Entries from a pointing dataset:
┄┄┄┄┄┄┄┄┄┄

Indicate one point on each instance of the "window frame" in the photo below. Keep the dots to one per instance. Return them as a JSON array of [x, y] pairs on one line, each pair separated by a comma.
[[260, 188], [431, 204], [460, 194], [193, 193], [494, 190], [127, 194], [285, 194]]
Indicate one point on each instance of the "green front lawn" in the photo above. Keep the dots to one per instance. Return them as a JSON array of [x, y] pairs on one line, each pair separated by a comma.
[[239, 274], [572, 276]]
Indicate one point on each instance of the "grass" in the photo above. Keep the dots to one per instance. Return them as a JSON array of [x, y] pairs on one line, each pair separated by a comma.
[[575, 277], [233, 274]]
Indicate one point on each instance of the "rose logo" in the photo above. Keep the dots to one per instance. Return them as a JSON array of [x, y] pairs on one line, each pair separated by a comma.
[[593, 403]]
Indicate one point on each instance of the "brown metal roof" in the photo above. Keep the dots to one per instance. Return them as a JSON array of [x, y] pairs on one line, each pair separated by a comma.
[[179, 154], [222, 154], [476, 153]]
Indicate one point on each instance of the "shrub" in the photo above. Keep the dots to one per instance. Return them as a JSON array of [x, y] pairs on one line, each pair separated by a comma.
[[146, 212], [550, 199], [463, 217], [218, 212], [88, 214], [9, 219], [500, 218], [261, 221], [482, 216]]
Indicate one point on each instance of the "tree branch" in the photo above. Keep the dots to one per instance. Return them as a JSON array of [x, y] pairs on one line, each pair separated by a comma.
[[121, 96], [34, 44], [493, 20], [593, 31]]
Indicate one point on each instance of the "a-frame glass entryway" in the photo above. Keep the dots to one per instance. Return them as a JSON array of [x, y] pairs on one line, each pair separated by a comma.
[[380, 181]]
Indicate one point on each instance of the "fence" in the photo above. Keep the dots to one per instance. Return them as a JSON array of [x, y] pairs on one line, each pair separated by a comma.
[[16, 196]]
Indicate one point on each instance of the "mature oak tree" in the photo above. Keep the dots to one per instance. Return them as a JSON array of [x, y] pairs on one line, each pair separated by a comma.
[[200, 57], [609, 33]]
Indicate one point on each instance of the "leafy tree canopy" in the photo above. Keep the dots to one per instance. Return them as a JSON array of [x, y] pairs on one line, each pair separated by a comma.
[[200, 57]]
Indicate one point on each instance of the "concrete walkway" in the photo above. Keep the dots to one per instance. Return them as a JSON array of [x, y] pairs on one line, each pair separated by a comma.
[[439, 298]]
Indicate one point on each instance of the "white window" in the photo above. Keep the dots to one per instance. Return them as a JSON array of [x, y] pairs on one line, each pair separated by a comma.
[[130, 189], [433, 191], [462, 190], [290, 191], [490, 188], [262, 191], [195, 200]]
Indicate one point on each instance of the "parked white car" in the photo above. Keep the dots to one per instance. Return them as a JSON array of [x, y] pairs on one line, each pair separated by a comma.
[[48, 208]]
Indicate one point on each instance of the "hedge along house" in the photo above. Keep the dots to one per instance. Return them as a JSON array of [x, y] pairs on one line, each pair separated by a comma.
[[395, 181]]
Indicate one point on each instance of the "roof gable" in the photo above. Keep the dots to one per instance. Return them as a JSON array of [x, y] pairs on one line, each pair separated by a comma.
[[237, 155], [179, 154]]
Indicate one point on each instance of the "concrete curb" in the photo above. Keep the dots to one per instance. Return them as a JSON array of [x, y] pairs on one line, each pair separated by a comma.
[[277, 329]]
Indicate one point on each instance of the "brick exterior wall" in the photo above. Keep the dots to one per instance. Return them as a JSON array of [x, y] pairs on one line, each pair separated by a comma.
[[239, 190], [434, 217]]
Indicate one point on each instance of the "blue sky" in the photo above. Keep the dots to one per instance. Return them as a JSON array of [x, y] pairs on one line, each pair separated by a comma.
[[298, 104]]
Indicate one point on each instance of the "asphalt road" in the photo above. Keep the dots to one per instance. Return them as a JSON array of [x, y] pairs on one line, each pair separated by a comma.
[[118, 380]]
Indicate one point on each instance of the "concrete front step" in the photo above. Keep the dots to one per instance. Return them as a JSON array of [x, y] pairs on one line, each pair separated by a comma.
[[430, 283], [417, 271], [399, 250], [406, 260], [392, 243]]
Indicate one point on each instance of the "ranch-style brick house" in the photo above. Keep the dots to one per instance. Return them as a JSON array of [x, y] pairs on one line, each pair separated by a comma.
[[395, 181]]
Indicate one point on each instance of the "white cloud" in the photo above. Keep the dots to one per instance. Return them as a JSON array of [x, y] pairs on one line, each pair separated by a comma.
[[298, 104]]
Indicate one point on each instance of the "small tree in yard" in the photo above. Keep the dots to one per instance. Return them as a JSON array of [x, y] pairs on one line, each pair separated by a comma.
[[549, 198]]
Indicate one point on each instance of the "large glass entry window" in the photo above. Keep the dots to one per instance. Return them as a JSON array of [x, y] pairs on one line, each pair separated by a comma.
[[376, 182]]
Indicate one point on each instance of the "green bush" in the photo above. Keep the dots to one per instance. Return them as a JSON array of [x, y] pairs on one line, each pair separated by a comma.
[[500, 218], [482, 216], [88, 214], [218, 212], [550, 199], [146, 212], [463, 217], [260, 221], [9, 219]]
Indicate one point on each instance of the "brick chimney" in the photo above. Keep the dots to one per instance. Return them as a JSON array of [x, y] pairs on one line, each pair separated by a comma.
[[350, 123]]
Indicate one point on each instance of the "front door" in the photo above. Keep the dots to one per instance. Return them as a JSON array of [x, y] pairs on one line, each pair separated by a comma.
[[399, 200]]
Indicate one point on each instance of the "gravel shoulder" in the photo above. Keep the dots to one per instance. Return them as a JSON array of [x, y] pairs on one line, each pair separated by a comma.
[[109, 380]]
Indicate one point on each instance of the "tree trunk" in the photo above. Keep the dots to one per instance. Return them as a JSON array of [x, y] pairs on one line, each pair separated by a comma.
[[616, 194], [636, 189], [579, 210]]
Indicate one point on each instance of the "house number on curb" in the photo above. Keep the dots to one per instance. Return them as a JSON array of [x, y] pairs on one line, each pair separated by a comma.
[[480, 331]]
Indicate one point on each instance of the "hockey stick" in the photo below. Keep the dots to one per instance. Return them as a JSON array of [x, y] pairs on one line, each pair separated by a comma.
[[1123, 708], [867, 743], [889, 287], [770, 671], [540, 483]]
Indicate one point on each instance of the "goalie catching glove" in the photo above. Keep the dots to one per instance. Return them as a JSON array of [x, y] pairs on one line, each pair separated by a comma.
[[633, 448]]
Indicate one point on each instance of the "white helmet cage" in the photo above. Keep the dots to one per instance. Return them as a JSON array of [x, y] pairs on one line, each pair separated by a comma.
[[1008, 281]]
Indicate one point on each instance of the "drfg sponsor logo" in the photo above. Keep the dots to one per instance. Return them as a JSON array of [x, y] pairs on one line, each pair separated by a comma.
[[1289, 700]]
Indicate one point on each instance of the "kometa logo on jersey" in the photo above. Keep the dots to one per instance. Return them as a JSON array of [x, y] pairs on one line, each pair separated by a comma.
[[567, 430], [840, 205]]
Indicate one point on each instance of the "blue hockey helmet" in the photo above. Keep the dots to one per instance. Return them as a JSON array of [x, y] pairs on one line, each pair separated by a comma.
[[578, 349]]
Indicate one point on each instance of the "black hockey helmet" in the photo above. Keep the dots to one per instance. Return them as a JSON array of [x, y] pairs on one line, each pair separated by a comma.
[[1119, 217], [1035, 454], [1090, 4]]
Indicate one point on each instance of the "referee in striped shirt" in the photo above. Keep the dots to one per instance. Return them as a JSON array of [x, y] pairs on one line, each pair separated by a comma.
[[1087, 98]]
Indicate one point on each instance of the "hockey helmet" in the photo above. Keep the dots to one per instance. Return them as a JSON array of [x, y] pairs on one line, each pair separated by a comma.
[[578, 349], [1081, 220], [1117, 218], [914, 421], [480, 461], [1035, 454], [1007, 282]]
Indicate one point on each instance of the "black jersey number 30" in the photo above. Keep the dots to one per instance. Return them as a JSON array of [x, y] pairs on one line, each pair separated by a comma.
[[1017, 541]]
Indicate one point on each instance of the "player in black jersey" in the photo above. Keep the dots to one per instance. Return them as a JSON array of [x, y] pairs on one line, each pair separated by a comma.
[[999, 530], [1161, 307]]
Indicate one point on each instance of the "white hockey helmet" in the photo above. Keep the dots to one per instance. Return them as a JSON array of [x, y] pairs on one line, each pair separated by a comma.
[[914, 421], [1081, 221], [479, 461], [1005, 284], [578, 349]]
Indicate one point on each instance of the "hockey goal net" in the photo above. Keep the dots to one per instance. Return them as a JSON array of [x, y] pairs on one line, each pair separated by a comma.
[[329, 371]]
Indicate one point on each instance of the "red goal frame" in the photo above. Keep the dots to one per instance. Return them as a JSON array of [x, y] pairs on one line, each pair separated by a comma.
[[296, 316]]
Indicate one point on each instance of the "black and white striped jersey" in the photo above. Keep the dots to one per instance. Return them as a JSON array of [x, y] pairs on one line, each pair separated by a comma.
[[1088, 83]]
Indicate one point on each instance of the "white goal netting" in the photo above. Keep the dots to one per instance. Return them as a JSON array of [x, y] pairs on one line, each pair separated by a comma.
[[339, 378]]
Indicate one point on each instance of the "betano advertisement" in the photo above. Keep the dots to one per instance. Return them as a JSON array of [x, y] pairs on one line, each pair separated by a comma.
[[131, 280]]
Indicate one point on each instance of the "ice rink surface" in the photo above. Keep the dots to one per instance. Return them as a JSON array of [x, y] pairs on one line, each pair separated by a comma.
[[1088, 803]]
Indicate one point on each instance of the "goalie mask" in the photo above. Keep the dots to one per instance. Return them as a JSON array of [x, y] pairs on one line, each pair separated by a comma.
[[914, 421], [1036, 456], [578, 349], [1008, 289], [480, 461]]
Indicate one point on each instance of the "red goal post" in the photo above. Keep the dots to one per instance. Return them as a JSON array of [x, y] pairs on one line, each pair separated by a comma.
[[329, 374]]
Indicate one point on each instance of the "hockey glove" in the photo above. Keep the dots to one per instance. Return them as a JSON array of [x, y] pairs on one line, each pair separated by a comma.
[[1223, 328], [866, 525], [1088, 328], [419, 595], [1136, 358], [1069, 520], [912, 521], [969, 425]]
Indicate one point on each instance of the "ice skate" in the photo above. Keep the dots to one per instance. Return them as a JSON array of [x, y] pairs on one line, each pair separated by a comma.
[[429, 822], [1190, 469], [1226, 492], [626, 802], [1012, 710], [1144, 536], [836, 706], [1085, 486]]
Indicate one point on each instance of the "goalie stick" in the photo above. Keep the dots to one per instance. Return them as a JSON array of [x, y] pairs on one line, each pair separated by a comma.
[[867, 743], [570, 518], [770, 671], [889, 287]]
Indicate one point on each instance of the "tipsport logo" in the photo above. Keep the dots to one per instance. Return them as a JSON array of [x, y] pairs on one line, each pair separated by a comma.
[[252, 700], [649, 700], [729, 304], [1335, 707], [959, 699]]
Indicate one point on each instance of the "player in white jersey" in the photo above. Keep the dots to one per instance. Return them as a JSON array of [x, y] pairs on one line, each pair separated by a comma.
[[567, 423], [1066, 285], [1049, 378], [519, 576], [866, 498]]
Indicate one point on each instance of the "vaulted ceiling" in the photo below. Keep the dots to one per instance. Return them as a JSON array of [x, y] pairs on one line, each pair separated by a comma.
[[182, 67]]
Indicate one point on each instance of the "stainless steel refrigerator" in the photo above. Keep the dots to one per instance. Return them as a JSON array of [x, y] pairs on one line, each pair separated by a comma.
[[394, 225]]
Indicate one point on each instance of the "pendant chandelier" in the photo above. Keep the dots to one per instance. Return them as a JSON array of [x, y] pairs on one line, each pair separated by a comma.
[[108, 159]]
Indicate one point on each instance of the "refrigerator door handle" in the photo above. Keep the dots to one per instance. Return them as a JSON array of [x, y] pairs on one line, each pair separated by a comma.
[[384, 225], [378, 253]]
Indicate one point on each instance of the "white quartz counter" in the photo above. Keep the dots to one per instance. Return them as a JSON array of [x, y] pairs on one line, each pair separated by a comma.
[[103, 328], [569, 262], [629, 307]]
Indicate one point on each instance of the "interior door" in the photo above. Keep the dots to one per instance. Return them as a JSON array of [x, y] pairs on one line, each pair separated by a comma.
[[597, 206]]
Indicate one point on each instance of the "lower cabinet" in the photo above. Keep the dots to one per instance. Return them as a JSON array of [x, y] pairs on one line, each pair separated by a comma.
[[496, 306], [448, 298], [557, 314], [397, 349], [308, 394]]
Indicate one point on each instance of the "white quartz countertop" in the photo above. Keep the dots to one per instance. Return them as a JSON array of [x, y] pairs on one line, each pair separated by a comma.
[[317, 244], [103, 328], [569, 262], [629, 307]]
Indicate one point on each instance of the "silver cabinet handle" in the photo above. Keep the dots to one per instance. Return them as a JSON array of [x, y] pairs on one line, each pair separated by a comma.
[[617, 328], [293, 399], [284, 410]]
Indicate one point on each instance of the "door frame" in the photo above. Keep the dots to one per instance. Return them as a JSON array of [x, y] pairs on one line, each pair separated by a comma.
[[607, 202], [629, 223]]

┄┄┄┄┄┄┄┄┄┄

GIVEN PROBLEM
Copy everything from the start of the records down to the line containing "[[593, 403]]", swapping "rose logo" for "flower emblem" and leaving all else unchanged.

FULL OUTPUT
Indicate one point on each instance of the "window frame" in the photo below. Keep the dots to one per instance. Return them as a JSON array of [x, y] pairs on one line, each pair separated by a comma.
[[260, 188], [431, 204], [460, 194], [193, 193], [494, 190], [127, 194], [285, 194]]
Indicate one point on each instance of the "green front lawn" in the photo above. Keep the dots to one per instance. Return them as a JSON array of [x, y] pairs on one line, each pair separated by a comma.
[[239, 274], [572, 276]]
Indicate one point on each instance of the "grass" in the photo above. Keep the dots to one per instance. Return them as a JSON array of [x, y] pairs on one line, each pair separated by a comma.
[[575, 277], [233, 274]]
Indicate one point on each instance of the "flower emblem" in the photo above. Keep the dots to one per instance. Return them as a JSON array of [x, y] pairs on one line, each pair separated by a comma.
[[593, 403]]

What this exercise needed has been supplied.